START

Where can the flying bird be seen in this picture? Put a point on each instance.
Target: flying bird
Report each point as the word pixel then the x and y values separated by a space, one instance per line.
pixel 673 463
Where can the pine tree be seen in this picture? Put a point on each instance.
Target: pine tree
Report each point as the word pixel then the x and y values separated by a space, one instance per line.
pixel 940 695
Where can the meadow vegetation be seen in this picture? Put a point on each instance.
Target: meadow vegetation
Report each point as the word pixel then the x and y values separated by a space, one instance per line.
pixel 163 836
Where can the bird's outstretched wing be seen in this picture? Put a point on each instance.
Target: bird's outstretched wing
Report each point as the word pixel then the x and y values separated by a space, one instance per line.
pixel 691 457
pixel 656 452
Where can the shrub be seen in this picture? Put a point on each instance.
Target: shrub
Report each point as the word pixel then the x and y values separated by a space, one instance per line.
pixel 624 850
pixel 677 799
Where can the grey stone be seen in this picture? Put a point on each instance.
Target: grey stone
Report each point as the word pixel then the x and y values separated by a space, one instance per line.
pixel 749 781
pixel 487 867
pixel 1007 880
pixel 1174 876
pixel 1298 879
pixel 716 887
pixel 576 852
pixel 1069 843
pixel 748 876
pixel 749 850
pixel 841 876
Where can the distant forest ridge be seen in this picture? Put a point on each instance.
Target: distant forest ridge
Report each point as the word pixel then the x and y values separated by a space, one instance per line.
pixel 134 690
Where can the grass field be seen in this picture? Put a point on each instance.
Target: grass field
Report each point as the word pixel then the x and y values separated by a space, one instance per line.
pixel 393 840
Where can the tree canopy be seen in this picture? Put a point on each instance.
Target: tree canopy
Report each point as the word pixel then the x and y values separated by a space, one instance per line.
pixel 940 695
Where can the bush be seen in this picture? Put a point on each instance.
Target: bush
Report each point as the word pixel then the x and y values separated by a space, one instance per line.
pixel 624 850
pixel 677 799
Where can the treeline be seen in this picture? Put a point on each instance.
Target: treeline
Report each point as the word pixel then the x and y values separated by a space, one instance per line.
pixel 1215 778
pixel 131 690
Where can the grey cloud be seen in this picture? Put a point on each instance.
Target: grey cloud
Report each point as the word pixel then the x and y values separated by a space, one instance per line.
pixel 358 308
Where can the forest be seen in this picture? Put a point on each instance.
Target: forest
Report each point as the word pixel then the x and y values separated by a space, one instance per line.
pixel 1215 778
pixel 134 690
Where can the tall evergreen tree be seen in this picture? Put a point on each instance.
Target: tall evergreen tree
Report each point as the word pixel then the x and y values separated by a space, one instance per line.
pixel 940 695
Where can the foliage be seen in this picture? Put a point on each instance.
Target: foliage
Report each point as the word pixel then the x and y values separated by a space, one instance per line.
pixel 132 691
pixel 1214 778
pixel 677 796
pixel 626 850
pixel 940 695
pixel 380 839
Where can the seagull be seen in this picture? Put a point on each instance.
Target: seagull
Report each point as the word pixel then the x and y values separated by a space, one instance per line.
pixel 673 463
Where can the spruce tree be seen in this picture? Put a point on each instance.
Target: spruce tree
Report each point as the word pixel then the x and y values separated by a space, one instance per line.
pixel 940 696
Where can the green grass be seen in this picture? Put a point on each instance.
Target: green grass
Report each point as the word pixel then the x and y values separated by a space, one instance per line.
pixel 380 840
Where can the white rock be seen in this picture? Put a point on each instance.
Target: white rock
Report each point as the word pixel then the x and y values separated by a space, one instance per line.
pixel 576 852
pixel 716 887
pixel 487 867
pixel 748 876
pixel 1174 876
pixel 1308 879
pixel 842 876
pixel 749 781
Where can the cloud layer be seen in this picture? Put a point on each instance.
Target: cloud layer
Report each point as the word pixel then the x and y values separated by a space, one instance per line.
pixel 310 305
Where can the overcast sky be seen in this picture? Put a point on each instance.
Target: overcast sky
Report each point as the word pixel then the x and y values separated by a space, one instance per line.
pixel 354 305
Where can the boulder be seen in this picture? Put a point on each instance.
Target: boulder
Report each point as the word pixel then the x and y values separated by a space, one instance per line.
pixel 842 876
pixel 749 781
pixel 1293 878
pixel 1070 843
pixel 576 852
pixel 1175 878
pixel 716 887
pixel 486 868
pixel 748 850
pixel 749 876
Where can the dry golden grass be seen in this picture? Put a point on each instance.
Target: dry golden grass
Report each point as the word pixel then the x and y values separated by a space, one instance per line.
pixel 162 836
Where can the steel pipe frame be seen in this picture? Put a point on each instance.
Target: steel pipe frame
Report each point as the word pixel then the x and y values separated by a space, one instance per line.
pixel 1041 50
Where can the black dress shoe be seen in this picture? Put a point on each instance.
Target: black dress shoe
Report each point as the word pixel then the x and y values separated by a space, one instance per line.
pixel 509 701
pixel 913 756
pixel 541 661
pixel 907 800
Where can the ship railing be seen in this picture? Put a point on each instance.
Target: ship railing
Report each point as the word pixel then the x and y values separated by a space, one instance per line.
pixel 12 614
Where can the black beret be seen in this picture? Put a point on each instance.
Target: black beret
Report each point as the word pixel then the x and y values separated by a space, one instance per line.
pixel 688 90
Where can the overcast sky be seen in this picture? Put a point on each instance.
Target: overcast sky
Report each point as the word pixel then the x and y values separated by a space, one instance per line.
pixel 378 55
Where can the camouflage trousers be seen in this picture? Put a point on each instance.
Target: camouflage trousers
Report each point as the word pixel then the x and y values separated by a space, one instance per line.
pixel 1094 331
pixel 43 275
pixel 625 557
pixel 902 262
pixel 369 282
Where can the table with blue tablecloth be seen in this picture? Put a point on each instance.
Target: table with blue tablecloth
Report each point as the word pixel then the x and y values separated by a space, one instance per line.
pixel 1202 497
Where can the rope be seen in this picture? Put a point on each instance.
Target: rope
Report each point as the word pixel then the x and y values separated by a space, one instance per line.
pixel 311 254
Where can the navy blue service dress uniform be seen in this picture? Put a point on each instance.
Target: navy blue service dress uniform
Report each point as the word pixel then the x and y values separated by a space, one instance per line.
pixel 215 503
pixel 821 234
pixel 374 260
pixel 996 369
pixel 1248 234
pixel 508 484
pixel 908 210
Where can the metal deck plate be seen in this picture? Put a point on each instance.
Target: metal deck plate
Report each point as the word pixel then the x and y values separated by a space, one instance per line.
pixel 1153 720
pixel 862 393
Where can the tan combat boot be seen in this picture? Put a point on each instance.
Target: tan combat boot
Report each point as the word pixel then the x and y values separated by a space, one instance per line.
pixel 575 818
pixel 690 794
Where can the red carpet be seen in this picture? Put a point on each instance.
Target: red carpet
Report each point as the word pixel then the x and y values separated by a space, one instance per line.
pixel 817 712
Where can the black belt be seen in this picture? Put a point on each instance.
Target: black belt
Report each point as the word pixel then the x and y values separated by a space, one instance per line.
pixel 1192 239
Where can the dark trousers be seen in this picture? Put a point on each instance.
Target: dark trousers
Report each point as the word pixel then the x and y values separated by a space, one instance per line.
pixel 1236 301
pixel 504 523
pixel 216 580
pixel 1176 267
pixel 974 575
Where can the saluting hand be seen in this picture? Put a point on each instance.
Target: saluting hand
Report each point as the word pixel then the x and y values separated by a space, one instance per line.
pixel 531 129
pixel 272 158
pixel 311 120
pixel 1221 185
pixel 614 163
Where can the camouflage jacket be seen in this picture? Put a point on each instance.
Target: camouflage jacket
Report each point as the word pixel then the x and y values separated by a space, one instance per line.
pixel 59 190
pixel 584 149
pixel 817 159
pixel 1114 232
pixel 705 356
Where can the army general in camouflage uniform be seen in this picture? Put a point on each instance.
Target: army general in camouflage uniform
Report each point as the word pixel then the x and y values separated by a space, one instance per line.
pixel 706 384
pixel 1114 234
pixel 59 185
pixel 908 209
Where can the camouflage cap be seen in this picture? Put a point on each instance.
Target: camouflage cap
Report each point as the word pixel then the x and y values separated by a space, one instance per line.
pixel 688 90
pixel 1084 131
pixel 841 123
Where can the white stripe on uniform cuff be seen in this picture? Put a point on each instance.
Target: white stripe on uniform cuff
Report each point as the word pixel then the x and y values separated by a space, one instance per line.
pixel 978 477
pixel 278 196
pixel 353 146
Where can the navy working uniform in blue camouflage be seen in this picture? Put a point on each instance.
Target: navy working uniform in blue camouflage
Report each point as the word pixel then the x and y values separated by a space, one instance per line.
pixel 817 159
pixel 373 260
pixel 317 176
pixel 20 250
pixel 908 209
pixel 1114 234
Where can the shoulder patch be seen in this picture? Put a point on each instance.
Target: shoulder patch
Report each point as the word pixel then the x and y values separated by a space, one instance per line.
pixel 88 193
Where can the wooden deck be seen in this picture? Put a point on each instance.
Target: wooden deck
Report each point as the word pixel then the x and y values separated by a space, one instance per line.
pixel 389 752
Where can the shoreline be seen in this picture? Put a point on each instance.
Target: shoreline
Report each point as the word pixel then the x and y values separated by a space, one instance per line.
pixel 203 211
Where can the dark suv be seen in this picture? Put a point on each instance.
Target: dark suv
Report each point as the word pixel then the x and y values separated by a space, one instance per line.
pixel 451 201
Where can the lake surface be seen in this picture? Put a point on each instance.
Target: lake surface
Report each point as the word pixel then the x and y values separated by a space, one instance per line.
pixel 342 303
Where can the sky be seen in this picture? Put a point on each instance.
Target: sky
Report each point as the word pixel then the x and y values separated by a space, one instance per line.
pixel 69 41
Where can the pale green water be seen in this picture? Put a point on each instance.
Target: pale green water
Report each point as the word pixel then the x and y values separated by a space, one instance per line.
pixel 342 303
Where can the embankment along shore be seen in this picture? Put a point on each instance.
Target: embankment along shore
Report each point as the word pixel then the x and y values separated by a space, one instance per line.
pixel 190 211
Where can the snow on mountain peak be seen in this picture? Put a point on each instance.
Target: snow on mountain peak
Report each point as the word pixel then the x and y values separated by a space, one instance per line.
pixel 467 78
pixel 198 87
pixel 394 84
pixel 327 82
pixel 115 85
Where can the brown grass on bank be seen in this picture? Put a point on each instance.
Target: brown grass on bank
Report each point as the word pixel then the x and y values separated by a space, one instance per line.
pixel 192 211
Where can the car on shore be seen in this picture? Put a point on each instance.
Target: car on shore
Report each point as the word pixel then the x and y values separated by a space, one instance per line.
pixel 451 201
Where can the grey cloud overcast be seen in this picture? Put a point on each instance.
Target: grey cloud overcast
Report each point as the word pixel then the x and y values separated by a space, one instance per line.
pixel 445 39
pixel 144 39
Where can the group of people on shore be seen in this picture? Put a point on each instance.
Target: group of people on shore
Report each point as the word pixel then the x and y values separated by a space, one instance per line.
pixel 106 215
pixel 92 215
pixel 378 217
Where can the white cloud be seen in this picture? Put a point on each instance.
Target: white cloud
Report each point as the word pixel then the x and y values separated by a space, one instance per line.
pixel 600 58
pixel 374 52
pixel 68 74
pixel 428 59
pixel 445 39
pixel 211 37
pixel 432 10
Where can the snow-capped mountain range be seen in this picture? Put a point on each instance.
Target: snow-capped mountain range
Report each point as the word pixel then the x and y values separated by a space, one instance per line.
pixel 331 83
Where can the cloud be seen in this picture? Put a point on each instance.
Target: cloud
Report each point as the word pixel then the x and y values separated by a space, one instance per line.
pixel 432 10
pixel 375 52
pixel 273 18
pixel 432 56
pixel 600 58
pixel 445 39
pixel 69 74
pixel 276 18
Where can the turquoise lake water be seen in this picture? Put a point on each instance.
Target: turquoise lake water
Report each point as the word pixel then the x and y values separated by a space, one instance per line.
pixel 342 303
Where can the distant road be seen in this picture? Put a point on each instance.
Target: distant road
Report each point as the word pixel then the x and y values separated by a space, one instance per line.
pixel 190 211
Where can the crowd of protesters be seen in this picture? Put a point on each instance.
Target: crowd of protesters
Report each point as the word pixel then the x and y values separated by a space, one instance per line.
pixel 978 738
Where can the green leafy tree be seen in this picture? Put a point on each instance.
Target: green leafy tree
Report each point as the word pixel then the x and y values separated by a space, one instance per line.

END

**Instruction:**
Render the lines from the one containing "Where can the black beret" through the one containing "pixel 311 254" in the records above as a JSON list of strings, one string per line, with blank lines omitted.

**Exercise solution:**
[
  "Where can the black beret be seen in this picture? Put a point on each instance.",
  "Target: black beret",
  "Report each point as the word pixel then the x and y values separated by a space, one instance per line.",
  "pixel 688 90",
  "Where can the overcast sky be seen in this picture? Put a point on each instance.",
  "Target: overcast sky",
  "Report each point as the word pixel then the x and y values separated by a space, one instance per line.",
  "pixel 378 55",
  "Where can the camouflage trousers be seen in this picture? Put a point on each instance.",
  "Target: camouflage trousers",
  "Report each point as the word pixel then the x and y values separated by a space, one instance per line.",
  "pixel 1094 331",
  "pixel 43 275",
  "pixel 625 557",
  "pixel 902 262",
  "pixel 369 282",
  "Where can the table with blue tablecloth be seen in this picture? Put a point on each instance.",
  "Target: table with blue tablecloth",
  "Report each point as the word pixel then the x and y values separated by a space, one instance per line.",
  "pixel 1202 497",
  "Where can the rope be seen in this picture? Put a point on each instance.",
  "Target: rope",
  "Report each point as the word pixel then the x and y values separated by a space, one instance per line.",
  "pixel 311 254"
]